WRITTEN EXERCISE: Rewrite the records below, changing "pixel boxes" to "bounding boxes" wherever it occurs and keeping everything else the same.

-=-=-

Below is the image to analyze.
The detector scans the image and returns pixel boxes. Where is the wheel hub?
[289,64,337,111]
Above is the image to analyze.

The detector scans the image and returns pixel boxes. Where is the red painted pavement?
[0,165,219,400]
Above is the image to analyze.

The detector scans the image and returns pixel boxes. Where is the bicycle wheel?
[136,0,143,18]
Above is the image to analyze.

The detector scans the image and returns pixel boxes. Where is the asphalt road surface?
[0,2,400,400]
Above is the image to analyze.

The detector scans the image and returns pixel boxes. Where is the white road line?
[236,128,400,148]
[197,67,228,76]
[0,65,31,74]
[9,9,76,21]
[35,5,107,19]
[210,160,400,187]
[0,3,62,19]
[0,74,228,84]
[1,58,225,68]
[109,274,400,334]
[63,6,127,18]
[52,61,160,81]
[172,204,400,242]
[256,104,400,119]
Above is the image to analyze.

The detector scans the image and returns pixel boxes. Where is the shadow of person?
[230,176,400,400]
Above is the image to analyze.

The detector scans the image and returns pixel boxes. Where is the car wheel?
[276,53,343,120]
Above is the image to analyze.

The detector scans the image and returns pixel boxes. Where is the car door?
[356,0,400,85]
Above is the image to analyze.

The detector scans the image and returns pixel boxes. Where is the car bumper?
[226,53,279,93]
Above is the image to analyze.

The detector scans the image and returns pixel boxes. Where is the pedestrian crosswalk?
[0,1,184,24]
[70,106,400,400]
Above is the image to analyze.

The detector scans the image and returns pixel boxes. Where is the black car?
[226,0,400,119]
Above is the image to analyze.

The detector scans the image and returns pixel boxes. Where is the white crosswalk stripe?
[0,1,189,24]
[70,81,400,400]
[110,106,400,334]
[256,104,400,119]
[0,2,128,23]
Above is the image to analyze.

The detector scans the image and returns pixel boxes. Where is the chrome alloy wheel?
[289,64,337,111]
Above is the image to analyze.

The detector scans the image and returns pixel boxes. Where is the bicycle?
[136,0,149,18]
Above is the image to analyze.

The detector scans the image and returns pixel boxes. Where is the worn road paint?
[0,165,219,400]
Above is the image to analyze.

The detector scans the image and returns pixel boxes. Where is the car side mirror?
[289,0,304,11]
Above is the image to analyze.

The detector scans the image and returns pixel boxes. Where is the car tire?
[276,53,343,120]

-=-=-

SOLUTION TO THE PROBLEM:
Below is the image to analyze.
The detector scans the image and returns bounding boxes. Where is the wheel hub?
[289,64,337,111]
Above is the image to analyze.

The detector scans the image and returns bounding boxes. Where is the red painted pavement?
[0,165,219,400]
Above is the image to analyze.

The detector scans the image and returns bounding boxes. Where is the bicycle wheel?
[136,0,143,18]
Above is the image to analyze.

The detector scans the image and returns bounding boxes. Where is the asphalt road surface?
[0,2,400,400]
Above is the image to analyze.

The detector scans the image and returns bounding boxes. Where is the white road line?
[236,128,400,148]
[197,67,228,76]
[0,65,31,74]
[9,9,76,21]
[35,5,107,19]
[210,160,400,187]
[0,3,62,19]
[0,74,228,84]
[1,58,225,68]
[109,274,400,334]
[63,6,127,18]
[52,61,160,81]
[172,204,400,242]
[256,104,400,119]
Above is the image to analyze.

The detector scans the image and returns bounding boxes. Where is the shadow of person?
[230,176,400,400]
Above is the image to analyze.

The detector scans the image and returns bounding boxes. Where is the car wheel?
[276,53,343,120]
Above is the image to analyze.

The detector scans the image and returns bounding boxes. Where is the car door?
[356,0,400,85]
Above is the image to analyze.

The detector scans the image and returns bounding boxes. Where is the car bumper?
[226,53,279,93]
Above is the image to analyze.

The detector scans the image and returns bounding boxes. Where is the pedestrian crosswalk?
[0,1,184,24]
[70,106,400,400]
Above is the image to analyze.

The detector scans the image and returns bounding boxes. Where is the black car?
[226,0,400,119]
Above is the image to analyze.

The detector scans the image and returns bounding boxes. Where is the white crosswalk stripe?
[0,1,189,24]
[70,81,400,400]
[110,106,400,334]
[256,104,400,119]
[0,2,128,23]
Above is the image to analyze.

The detector scans the image and returns bounding boxes. Where is the chrome alloy wheel?
[289,64,337,111]
Above is the image to analyze.

The detector scans the image and returns bounding boxes. Where is the bicycle?
[136,0,149,18]
Above is the image to analyze.

The detector scans the image and returns bounding boxes. Where is the worn road paint?
[0,165,219,400]
Above is the image to analyze.

The detector scans the image and returns bounding boxes. Where is the car side mirror?
[289,0,304,11]
Above is the image to analyze.

The detector scans the image and returns bounding boxes. Where is the car tire?
[276,53,343,120]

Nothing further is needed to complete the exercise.